## TASK PROMPT
Pick up the article on abortion rights below and continue it from its last sentence.

## PAGE TEXT
______

Kissling and Michelman write that the reason abortion rights are in peril today is because the Christian Right not only has been savvier at "messaging" than pro-choice forces, but also that it is more in touch with America's changing moral values.

"Twenty years ago, being pro-life was déclassé. Now it is a respectable point of view," they write. "How did this happen? Did the pro-choice movement fail? Or did those opposed to abortion simply respond more effectively to the changing science as well as the social shift from the rights rage of the '60s to the responsibility culture of the '90s?"

The answer, they conclude, is to seek common ground with the right wing--to admit that abortion should be framed as just one part of a bigger "conversation." "Advocates of choice have had a hard time dealing with the increased visibility of the fetus," they write. "The preferred strategy is still to ignore it and try to shift the conversation back to women. At times, this makes us appear insensitive, a bit too pragmatic in a world where the desire to live more communitarian and 'life-affirming' lives is palpable...

"Our vigorous defense of the right to choose," they conclude, "needs to be accompanied by greater openness regarding the real conflict between life and choice, between rights and responsibility. It is time for a serious reassessment of how to think about abortion in a world that is radically changed from 1973."

This strategy does nothing to protect abortion rights or build the fight to make up the ground lost, In fact, it emboldens the right.

Commenting on Kissling and Michelman's article, for example, Joe Scheidler, head of the hard-right, Illinois-based Pro-Life Action League--known for its physical and verbal harassment of women outside clinics--gloated, "[I]t is a healthy sign that the proud pro-choicers, who had society eating out of their hands only a few years ago, are now desperately seeking common ground in an effort simply to survive."


INSTEAD OF rebuilding the fight for abortion rights along the lines of how it was won in the first place--through activism and a fighting women's movement--the mainstream women's movement has instead placed its hopes in the Democrats.

______

## DATA EXTRACT
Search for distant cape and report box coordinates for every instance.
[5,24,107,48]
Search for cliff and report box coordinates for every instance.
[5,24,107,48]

______

## WRITTEN ANSWER
Such hopes are misplaced. Democratic presidents have a history of taking a lukewarm (or openly hostile) stance toward abortion rights. Jimmy Carter, for example, supported the Hyde Amendment, which cut government funding of abortions for poor women. Bill Clinton famously said that abortion should be "safe, legal and rare"--and stood by as access to abortion was gutted during his presidency.

Between Barack Obama and Hillary Clinton, little is being said on the campaign trail about defending the right to choose abortion. But it's not hard to figure out that neither Clinton nor Obama is likely to blaze a trail forward in protecting abortion rights.

Clinton, whose candidacy has been endorsed by the National Organization for Women, used the anniversary of Roe v. Wade three years ago to declare abortion a "sad, even tragic, choice." Obama, meanwhile, has said little about abortion rights on the campaign trail beyond the standard pledge to appoint pro-choice Supreme Court justices.

Clinton did slam Obama's "present" vote--rather than a "no"--on several right-wing bills in the Illinois Senate dealing with restrictions on reproductive rights. But on at least one--the Born-Alive Infants Protection Act, which would have required legal protections for fetuses "born alive" during abortions--Clinton voted along with 97 other U.S. senators to support nearly identical legislation in Congress in 2001.

If the top Democratic contenders aren't saying anything much this year about protecting abortion rights, it's because liberal pro-choice organizations haven't really asked them to.

Despite the bleak picture, however, the possibility exists to build a real fight to win back abortion rights. As the LA Times pointed out, even in the face of the right-wing assault, a "substantial majority" of people in the U.S. want abortion to remain legal, and "millions of young people continue to choose abortion when faced with unplanned pregnancy."

This shows the potential to rebuild a movement that demands the right to abortion--without apology.